=== Materials provided ===
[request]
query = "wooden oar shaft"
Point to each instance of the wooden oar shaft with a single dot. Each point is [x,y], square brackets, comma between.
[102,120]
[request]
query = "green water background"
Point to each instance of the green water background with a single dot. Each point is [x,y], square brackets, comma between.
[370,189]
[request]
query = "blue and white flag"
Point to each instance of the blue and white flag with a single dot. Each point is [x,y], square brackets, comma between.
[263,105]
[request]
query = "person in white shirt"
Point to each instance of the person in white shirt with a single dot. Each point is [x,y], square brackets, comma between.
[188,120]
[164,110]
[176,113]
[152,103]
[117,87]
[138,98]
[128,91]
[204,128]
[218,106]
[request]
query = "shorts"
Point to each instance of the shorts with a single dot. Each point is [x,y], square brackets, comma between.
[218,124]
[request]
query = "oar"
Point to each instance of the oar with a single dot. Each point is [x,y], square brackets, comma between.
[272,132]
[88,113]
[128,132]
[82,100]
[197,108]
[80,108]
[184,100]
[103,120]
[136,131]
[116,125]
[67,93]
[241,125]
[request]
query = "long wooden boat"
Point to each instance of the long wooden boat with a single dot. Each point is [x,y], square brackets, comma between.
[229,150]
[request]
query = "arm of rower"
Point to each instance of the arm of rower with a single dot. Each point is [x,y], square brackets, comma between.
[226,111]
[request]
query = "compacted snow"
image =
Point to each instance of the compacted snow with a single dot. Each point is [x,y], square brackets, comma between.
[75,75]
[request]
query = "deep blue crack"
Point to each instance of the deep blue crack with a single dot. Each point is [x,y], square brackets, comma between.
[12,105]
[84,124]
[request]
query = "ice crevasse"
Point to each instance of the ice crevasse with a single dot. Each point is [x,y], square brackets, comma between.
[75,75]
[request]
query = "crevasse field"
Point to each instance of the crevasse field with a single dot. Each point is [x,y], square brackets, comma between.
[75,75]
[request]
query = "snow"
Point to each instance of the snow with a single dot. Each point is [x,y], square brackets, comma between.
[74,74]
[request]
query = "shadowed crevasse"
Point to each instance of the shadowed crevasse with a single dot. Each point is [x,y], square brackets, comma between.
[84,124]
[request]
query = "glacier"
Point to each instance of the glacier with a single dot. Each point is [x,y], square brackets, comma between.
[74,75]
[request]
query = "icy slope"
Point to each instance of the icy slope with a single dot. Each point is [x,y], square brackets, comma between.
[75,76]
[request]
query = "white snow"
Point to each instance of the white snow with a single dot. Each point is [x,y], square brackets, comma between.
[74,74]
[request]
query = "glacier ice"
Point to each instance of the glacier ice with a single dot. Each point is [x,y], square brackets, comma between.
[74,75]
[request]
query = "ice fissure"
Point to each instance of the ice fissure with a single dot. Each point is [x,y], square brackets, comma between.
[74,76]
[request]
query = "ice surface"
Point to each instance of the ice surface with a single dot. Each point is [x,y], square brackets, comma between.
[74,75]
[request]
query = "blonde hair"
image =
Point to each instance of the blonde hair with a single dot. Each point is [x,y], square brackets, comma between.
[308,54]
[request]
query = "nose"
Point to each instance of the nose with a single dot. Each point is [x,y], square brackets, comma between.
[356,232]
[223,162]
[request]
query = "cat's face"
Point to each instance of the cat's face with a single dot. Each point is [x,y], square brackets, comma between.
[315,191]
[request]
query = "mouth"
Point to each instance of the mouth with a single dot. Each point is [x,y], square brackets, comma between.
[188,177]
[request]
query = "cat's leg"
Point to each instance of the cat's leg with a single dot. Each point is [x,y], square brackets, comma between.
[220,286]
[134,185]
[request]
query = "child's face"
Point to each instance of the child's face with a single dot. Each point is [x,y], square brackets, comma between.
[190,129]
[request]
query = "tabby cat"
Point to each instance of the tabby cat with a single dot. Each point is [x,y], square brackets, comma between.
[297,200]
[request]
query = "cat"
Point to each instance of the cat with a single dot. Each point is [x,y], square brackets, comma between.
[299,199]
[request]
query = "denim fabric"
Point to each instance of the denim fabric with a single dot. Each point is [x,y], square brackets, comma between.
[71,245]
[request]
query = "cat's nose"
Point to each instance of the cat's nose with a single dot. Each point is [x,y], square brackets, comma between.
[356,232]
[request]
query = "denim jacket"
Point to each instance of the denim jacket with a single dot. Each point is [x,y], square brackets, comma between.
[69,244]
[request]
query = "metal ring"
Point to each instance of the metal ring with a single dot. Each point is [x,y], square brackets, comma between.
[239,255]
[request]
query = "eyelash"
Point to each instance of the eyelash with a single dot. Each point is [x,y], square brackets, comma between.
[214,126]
===
• _Assignment_: Output each record above exactly, omitting nothing.

• _Answer area_:
[request]
query = "wooden oar shaft"
Point to each instance of the wooden oar shaft with a single dot. Each point is [x,y], square brackets, comma between.
[102,120]
[request]
query = "green water background"
Point to each instance of the green water background with a single dot. Each point is [x,y], square brackets, comma between.
[370,189]
[request]
query = "blue and white flag"
Point to each instance of the blue and white flag with a single dot. Each point is [x,y], square brackets, comma between.
[263,105]
[request]
query = "person in white shirt"
Point to each instance of the person in white shirt with a single dot. Each point is [x,y], square brackets, comma between.
[188,120]
[164,110]
[176,113]
[152,103]
[117,87]
[138,98]
[128,91]
[204,128]
[218,106]
[request]
query = "shorts"
Point to each instance of the shorts with a single dot. Each point is [x,y], square brackets, comma between.
[218,124]
[request]
query = "oar"
Point to each instance of the oar with a single dot. Each point is [x,y], square brackets, comma between.
[272,132]
[88,113]
[128,132]
[82,100]
[197,108]
[80,108]
[184,100]
[103,120]
[136,131]
[116,125]
[67,93]
[241,125]
[request]
query = "long wooden boat"
Point to each instance of the long wooden boat with a single dot. Each point is [x,y], square brackets, comma between.
[229,150]
[request]
query = "arm of rower"
Point to each instance of the arm of rower with a single dot. Each point is [x,y], square brackets, comma between.
[226,111]
[request]
query = "compacted snow"
image =
Point to each instance of the compacted snow with a single dot. Each point is [x,y], square brackets, comma between.
[75,75]
[request]
query = "deep blue crack"
Point to each instance of the deep blue crack with a single dot. Each point is [x,y], square brackets, comma between.
[12,105]
[84,124]
[request]
query = "ice crevasse"
Point to each instance of the ice crevasse with a single dot. Each point is [x,y], square brackets, comma between.
[75,75]
[request]
query = "crevasse field"
Point to each instance of the crevasse field with a single dot. Each point is [x,y], square brackets, comma between.
[75,75]
[request]
query = "snow"
Point to each instance of the snow with a single dot. Each point is [x,y], square brackets, comma between.
[74,74]
[request]
query = "shadowed crevasse"
Point to each instance of the shadowed crevasse with a single dot. Each point is [x,y], square brackets, comma between.
[84,124]
[request]
query = "glacier"
Point to each instance of the glacier with a single dot. Each point is [x,y], square brackets, comma between.
[74,75]
[request]
query = "icy slope"
Point to each instance of the icy slope with a single dot. Each point is [x,y], square brackets, comma between.
[75,76]
[request]
query = "white snow"
Point to each instance of the white snow with a single dot. Each point is [x,y], square brackets, comma between.
[74,74]
[request]
query = "glacier ice"
Point to each instance of the glacier ice with a single dot. Each point is [x,y], square brackets, comma between.
[74,75]
[request]
query = "ice fissure"
Point to each instance of the ice fissure with a single dot. Each point is [x,y], square brackets, comma between.
[74,76]
[request]
query = "ice surface"
Point to each instance of the ice surface with a single dot. Each point is [x,y], square brackets, comma between.
[74,75]
[request]
query = "blonde hair"
image =
Point to each instance of the blonde hair with a single dot. Each point is [x,y], square brackets, comma between.
[308,54]
[request]
query = "nose"
Point to each instance of the nose with a single dot. Each point is [x,y], square brackets, comma between.
[356,232]
[223,162]
[request]
query = "cat's face"
Point to each instance of the cat's face with a single dot. Each point is [x,y], square brackets, comma between.
[315,191]
[request]
query = "mouth"
Point to each instance of the mouth with a single dot. Each point is [x,y], square brackets, comma between.
[188,177]
[request]
query = "cat's leg"
Point to each instance of the cat's leg with a single dot. Each point is [x,y], square brackets, comma between.
[220,286]
[134,185]
[request]
query = "child's face"
Point to each instance of the child's face with a single dot. Each point is [x,y], square brackets, comma between.
[190,129]
[request]
query = "tabby cat"
Point to each instance of the tabby cat with a single dot. Each point is [x,y], square brackets, comma between.
[297,200]
[request]
query = "cat"
Point to each instance of the cat with a single dot. Each point is [x,y], square brackets, comma between.
[299,199]
[request]
query = "denim fabric"
Point to each instance of the denim fabric with a single dot. Each point is [x,y], square brackets, comma between.
[71,245]
[request]
query = "cat's nose"
Point to each instance of the cat's nose with a single dot. Each point is [x,y], square brackets, comma between.
[356,232]
[request]
query = "denim jacket"
Point to each instance of the denim jacket with a single dot. Each point is [x,y], square brackets, comma between.
[69,244]
[request]
query = "metal ring"
Point to each instance of the metal ring with a single dot. Each point is [x,y], square brackets, comma between.
[239,255]
[request]
query = "eyelash"
Point to each instance of the eyelash with a single dot. Each point is [x,y], square brackets, comma between.
[214,126]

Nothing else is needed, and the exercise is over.